--- Input Enclosed Below ---

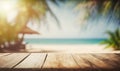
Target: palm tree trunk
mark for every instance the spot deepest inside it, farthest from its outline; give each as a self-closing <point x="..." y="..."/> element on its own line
<point x="51" y="12"/>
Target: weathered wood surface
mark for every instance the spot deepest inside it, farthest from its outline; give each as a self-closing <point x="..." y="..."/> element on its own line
<point x="59" y="62"/>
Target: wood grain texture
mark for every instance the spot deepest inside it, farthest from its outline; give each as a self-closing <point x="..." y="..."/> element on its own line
<point x="4" y="54"/>
<point x="35" y="60"/>
<point x="59" y="62"/>
<point x="11" y="60"/>
<point x="110" y="59"/>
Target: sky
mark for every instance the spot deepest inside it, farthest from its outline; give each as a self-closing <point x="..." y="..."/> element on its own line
<point x="72" y="24"/>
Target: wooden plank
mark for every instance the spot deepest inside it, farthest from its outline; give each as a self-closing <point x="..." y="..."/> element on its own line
<point x="4" y="54"/>
<point x="99" y="64"/>
<point x="59" y="60"/>
<point x="10" y="61"/>
<point x="109" y="58"/>
<point x="35" y="60"/>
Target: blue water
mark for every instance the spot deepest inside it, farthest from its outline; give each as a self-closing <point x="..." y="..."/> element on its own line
<point x="63" y="41"/>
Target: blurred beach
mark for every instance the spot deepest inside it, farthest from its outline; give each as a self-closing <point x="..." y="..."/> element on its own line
<point x="71" y="48"/>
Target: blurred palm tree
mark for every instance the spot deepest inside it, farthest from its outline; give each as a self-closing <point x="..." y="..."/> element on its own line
<point x="28" y="10"/>
<point x="104" y="8"/>
<point x="113" y="41"/>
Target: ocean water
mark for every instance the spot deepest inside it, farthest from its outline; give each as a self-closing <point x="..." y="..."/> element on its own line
<point x="63" y="41"/>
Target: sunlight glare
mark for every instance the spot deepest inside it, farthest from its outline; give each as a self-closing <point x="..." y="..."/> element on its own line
<point x="6" y="6"/>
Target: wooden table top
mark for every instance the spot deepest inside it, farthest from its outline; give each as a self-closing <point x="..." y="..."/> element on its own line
<point x="59" y="62"/>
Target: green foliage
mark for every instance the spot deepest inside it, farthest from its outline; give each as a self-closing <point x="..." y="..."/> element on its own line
<point x="113" y="40"/>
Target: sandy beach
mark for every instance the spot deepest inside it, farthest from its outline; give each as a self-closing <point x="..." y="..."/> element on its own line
<point x="75" y="48"/>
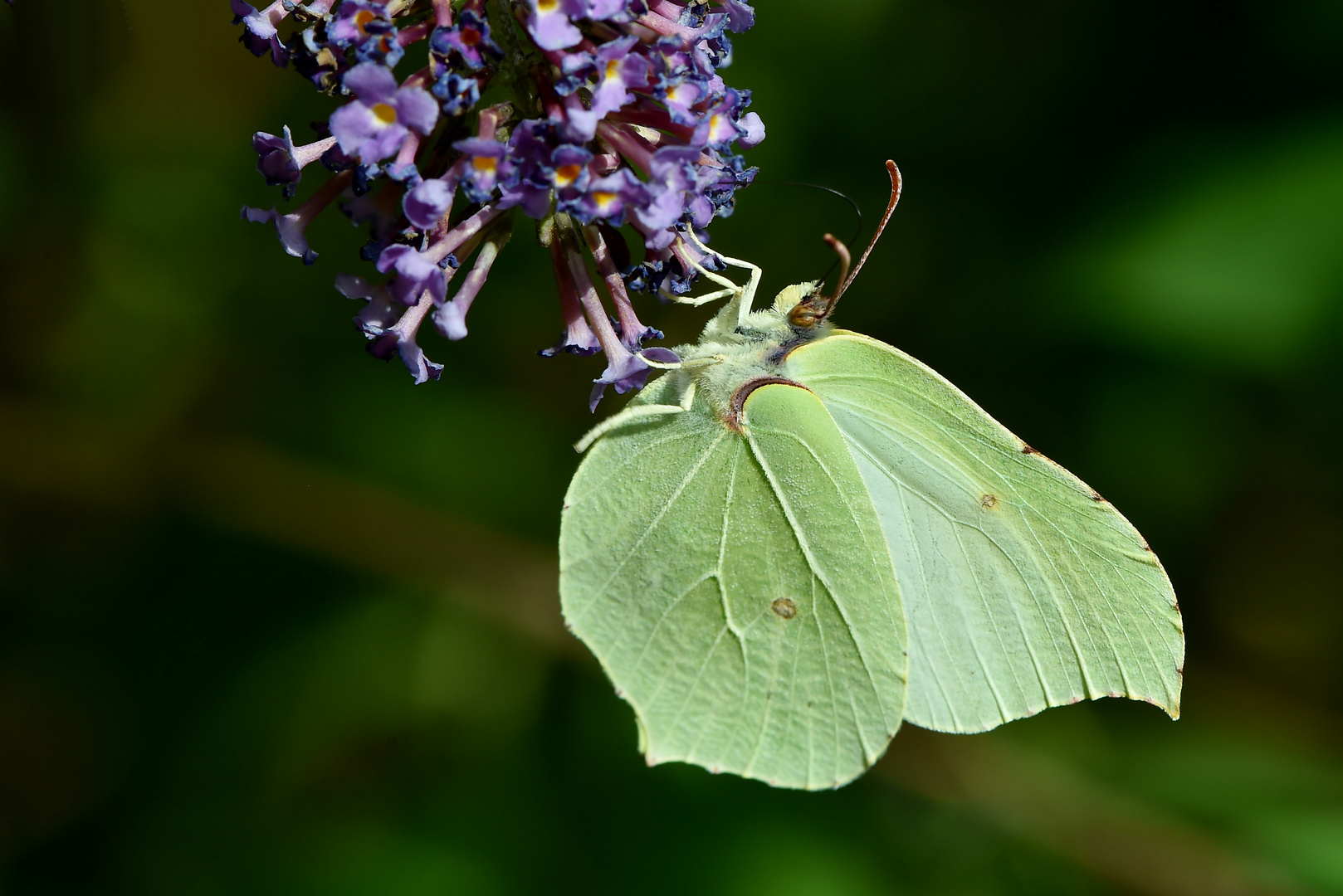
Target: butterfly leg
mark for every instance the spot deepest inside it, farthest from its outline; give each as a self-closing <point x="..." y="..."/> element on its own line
<point x="701" y="299"/>
<point x="747" y="293"/>
<point x="638" y="412"/>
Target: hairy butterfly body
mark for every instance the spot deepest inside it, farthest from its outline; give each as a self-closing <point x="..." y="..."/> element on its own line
<point x="799" y="536"/>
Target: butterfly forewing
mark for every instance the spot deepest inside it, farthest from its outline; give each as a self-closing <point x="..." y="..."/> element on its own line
<point x="691" y="567"/>
<point x="1023" y="587"/>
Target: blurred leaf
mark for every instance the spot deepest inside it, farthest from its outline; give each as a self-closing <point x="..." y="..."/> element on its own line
<point x="1243" y="261"/>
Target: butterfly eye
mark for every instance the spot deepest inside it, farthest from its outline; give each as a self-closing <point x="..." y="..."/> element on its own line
<point x="802" y="314"/>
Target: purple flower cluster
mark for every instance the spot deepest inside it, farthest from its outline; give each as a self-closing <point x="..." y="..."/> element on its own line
<point x="617" y="125"/>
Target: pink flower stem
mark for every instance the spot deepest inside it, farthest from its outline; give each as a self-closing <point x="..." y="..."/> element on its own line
<point x="630" y="325"/>
<point x="628" y="144"/>
<point x="654" y="119"/>
<point x="480" y="273"/>
<point x="323" y="197"/>
<point x="453" y="240"/>
<point x="667" y="27"/>
<point x="304" y="156"/>
<point x="601" y="324"/>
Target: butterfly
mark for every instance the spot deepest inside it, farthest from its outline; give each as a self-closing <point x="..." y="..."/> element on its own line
<point x="798" y="538"/>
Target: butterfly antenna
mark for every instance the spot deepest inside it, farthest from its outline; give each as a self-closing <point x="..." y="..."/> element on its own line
<point x="843" y="251"/>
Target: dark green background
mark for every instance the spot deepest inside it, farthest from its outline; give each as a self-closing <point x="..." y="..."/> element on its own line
<point x="276" y="621"/>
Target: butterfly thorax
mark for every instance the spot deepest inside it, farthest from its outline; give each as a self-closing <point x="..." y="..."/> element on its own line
<point x="751" y="349"/>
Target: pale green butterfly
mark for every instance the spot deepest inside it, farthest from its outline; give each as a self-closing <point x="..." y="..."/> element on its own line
<point x="799" y="536"/>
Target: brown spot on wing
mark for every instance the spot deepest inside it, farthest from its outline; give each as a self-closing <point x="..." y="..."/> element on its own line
<point x="739" y="398"/>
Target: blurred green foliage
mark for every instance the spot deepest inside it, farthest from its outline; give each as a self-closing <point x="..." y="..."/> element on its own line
<point x="250" y="640"/>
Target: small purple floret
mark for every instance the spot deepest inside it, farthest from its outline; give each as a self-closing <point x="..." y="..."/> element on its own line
<point x="289" y="229"/>
<point x="426" y="204"/>
<point x="630" y="373"/>
<point x="549" y="23"/>
<point x="376" y="124"/>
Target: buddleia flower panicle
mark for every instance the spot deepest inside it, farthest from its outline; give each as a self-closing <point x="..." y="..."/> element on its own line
<point x="608" y="121"/>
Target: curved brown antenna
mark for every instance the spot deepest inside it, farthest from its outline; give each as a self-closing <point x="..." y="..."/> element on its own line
<point x="845" y="261"/>
<point x="843" y="253"/>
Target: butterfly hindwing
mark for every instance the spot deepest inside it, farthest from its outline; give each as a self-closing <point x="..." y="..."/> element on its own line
<point x="689" y="567"/>
<point x="1023" y="587"/>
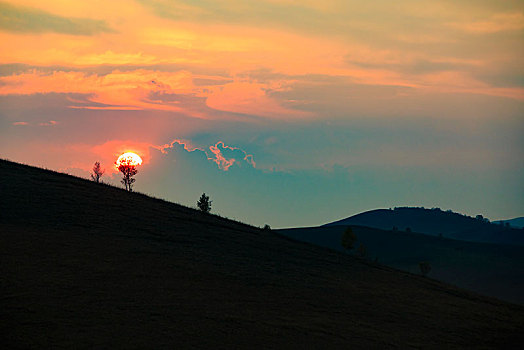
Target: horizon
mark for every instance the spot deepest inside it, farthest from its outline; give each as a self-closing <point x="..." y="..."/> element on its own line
<point x="285" y="113"/>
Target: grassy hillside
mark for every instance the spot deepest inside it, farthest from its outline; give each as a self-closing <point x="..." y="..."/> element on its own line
<point x="87" y="265"/>
<point x="490" y="269"/>
<point x="436" y="222"/>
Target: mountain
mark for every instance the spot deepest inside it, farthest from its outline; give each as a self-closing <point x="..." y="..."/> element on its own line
<point x="516" y="222"/>
<point x="486" y="268"/>
<point x="89" y="265"/>
<point x="436" y="222"/>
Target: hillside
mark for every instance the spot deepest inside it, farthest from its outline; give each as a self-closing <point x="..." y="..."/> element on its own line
<point x="516" y="222"/>
<point x="436" y="222"/>
<point x="490" y="269"/>
<point x="88" y="265"/>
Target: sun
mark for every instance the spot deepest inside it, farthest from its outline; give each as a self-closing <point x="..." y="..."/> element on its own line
<point x="130" y="158"/>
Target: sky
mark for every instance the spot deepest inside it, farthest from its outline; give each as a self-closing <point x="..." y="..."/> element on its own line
<point x="285" y="112"/>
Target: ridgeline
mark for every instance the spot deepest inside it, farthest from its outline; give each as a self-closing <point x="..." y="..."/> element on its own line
<point x="90" y="265"/>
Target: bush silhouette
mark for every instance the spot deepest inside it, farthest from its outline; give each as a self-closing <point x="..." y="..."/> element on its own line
<point x="97" y="172"/>
<point x="348" y="239"/>
<point x="425" y="267"/>
<point x="204" y="204"/>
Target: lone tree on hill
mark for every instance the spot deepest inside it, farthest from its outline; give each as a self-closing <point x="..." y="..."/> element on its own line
<point x="128" y="168"/>
<point x="348" y="239"/>
<point x="362" y="250"/>
<point x="425" y="267"/>
<point x="97" y="172"/>
<point x="204" y="204"/>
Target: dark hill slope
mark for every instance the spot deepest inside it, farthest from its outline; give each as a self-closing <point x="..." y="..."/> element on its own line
<point x="87" y="265"/>
<point x="491" y="269"/>
<point x="435" y="222"/>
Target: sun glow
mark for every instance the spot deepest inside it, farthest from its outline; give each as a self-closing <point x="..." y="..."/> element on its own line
<point x="129" y="158"/>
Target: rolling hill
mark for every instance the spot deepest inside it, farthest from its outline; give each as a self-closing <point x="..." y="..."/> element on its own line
<point x="436" y="222"/>
<point x="516" y="222"/>
<point x="88" y="265"/>
<point x="490" y="269"/>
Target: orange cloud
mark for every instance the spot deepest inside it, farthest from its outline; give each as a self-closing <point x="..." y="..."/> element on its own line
<point x="497" y="23"/>
<point x="224" y="163"/>
<point x="252" y="99"/>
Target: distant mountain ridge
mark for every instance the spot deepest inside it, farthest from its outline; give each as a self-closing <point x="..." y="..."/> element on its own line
<point x="515" y="223"/>
<point x="436" y="222"/>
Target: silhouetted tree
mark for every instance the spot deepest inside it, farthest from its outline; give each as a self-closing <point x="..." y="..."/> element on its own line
<point x="97" y="172"/>
<point x="128" y="169"/>
<point x="348" y="239"/>
<point x="204" y="204"/>
<point x="425" y="267"/>
<point x="362" y="250"/>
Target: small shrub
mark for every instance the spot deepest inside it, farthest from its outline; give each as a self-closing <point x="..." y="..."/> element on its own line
<point x="204" y="204"/>
<point x="425" y="267"/>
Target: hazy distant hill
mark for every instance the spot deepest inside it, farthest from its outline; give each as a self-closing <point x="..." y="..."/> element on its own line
<point x="516" y="222"/>
<point x="487" y="268"/>
<point x="436" y="222"/>
<point x="86" y="265"/>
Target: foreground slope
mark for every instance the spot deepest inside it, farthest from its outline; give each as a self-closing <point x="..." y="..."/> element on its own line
<point x="436" y="222"/>
<point x="86" y="265"/>
<point x="491" y="269"/>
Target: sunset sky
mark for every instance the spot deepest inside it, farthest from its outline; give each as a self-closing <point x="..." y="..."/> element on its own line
<point x="285" y="112"/>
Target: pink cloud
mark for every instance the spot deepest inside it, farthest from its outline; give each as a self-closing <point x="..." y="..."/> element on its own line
<point x="49" y="123"/>
<point x="224" y="163"/>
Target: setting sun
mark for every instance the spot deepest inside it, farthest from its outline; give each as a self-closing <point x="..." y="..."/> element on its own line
<point x="132" y="158"/>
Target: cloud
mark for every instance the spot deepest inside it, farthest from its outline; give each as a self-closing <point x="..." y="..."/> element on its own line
<point x="28" y="20"/>
<point x="217" y="153"/>
<point x="500" y="22"/>
<point x="49" y="123"/>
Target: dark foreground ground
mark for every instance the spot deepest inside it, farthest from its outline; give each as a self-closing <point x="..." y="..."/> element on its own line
<point x="85" y="265"/>
<point x="496" y="270"/>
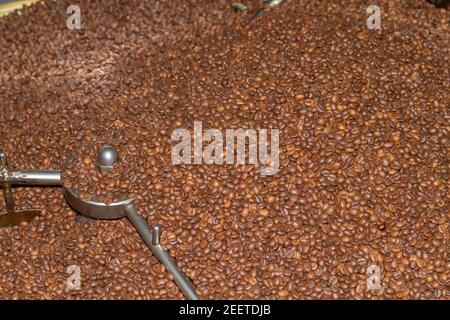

--- End of Enclosed Input ---

■ **Exercise objective**: Look above for the line with "Target: blurred palm tree" and copy exactly from it through the line with "Target: butterfly forewing", both included. Omit the pictures.

■ **Answer to this problem**:
Target: blurred palm tree
mark for every instance the spot deepest inside it, farthest from its outline; give each as a self-closing <point x="..." y="..."/> element on its own line
<point x="28" y="10"/>
<point x="104" y="8"/>
<point x="113" y="41"/>
Target: ocean water
mark for every instance the spot deepest inside it, farthest from its outline; give each as a self-closing <point x="..." y="..."/> element on its own line
<point x="63" y="41"/>
Target: sunlight glare
mark for every instance the spot deepest inside it, farthest from its outline; give each as a self-closing <point x="..." y="..."/> element on its own line
<point x="6" y="6"/>
Target: wooden table top
mark for every instance the spot deepest inside it, farthest from its outline; give each as a self-closing <point x="..." y="..."/> element on its own line
<point x="59" y="62"/>
Target: green foliage
mark for every instance the spot deepest inside it, farthest from its outline; give each as a self-closing <point x="..." y="..."/> element on its own line
<point x="113" y="40"/>
Target: sandy beach
mark for every instance the spot deepest inside it, farthest from its outline; give each as a self-closing <point x="..." y="..."/> element on its own line
<point x="75" y="48"/>
Target: butterfly leg
mark for every instance the spot deepest inside it, farthest from its outline; give each as a self-closing <point x="..." y="..."/> element on its own line
<point x="701" y="299"/>
<point x="747" y="293"/>
<point x="638" y="412"/>
Target: hairy butterfly body
mark for every instance the spot deepest inside it, farthest from its outline; give each as a self-closing <point x="..." y="..."/> element on its own line
<point x="799" y="536"/>
Target: butterfly forewing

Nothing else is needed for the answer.